» **THE EXERCISE**:
Answer these questions about the exhibition post below, one per line:
1. Which evening of the exhibition did the writer attend?
2. What do most of the paintings in the exhibition lack?
3. What appears on the beach in The Evening Star?

» **EXCERPT**:

◆ ◆ ◆ ◆

Tuesday, January 28, 2014

Making Painting, Helen Frankenthaler and Turner at Turner Contemporary

The Turner Contemporary gallery has a new exhibition called Making Painting: Helen Frankenthaler and J.M.W. Turner.  Gallery website here
Ruth and I went to the opening night last Friday and it was good to see the gallery full of people.

The exhibition has a good selection of Turner's paintings which I enjoyed looking at closely. Most of the paintings don't have a barrier infront of them, which is great for looking close up, and as there are some small works you can really see the details.

The Evening Star Image from John Lewis website

There are quite a few works that I'll be going back to look at again including The Evening Star which is a deceptively simple painting with a wide expanse of sea, sand and sky. On the beach a boy with a shrimping net and a dog and in the sky a single star. The star is a pale point of light, not easily seen in the print, but a reflection is also on the sea.

◆ ◆ ◆ ◆

» **STORED RECORDS**:

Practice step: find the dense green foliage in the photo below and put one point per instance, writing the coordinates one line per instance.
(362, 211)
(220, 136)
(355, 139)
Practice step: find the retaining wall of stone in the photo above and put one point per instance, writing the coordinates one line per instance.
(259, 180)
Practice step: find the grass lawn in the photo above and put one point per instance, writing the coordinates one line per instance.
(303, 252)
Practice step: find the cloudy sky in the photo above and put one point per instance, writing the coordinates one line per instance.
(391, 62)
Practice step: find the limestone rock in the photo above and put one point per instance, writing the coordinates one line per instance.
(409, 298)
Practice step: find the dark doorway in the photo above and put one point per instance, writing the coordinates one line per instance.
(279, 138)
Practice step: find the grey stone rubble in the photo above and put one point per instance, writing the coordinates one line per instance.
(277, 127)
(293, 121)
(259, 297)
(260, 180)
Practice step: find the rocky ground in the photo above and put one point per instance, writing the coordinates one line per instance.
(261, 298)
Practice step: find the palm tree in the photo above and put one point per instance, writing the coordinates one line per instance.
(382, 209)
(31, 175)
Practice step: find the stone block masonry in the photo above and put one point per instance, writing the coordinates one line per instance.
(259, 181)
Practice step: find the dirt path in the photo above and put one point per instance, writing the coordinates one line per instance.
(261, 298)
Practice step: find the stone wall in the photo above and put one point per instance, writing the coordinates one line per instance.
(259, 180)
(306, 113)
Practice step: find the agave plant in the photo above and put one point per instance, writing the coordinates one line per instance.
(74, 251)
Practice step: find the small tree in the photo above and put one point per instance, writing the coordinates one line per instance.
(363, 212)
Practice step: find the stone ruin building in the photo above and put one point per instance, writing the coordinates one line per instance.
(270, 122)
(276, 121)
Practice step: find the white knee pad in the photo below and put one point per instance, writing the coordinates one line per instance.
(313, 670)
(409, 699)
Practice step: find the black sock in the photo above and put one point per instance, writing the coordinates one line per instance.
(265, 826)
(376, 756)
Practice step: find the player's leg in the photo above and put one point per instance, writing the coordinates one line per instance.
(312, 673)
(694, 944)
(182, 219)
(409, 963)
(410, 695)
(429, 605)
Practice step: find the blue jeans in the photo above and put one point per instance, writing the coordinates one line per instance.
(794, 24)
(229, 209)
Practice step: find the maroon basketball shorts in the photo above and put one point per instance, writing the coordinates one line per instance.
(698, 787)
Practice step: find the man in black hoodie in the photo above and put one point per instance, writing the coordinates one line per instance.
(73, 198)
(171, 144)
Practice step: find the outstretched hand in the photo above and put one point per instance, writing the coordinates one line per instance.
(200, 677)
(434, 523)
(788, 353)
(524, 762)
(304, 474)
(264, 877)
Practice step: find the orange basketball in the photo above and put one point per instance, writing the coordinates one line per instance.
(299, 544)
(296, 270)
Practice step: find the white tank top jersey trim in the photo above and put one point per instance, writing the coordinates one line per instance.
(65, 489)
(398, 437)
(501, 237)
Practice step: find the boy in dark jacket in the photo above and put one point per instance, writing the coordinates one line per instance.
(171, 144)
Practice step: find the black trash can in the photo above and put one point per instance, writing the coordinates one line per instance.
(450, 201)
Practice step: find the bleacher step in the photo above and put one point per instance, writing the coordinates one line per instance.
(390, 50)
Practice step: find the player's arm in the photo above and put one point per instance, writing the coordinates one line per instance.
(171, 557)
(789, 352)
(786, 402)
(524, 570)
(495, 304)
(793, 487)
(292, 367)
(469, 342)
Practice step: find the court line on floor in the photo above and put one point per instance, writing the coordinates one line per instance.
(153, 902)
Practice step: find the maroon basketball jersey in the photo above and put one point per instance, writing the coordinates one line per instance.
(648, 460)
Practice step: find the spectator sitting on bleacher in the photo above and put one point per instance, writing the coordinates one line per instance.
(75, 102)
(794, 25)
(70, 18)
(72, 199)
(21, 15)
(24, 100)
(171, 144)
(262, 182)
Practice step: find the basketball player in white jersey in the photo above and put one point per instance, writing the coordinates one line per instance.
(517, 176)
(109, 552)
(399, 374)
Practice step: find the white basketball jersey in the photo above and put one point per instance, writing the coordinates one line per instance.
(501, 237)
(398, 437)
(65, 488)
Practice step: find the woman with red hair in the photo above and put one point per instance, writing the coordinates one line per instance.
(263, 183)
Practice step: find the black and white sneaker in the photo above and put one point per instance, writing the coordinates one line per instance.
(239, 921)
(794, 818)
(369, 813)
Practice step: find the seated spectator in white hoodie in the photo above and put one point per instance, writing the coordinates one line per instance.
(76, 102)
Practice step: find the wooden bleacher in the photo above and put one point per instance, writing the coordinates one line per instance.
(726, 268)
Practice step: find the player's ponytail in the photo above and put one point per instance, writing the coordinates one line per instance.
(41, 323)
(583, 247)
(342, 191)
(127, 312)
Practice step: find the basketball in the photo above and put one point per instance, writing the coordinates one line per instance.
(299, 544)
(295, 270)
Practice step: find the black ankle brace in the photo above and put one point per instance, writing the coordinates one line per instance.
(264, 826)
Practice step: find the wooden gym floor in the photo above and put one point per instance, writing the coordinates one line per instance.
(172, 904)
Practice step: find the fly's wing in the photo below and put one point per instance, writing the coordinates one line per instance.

◆ ◆ ◆ ◆

» **RESULT BELOW**:
1. The opening night, last Friday.
2. A barrier in front of them.
3. A boy with a shrimping net and a dog.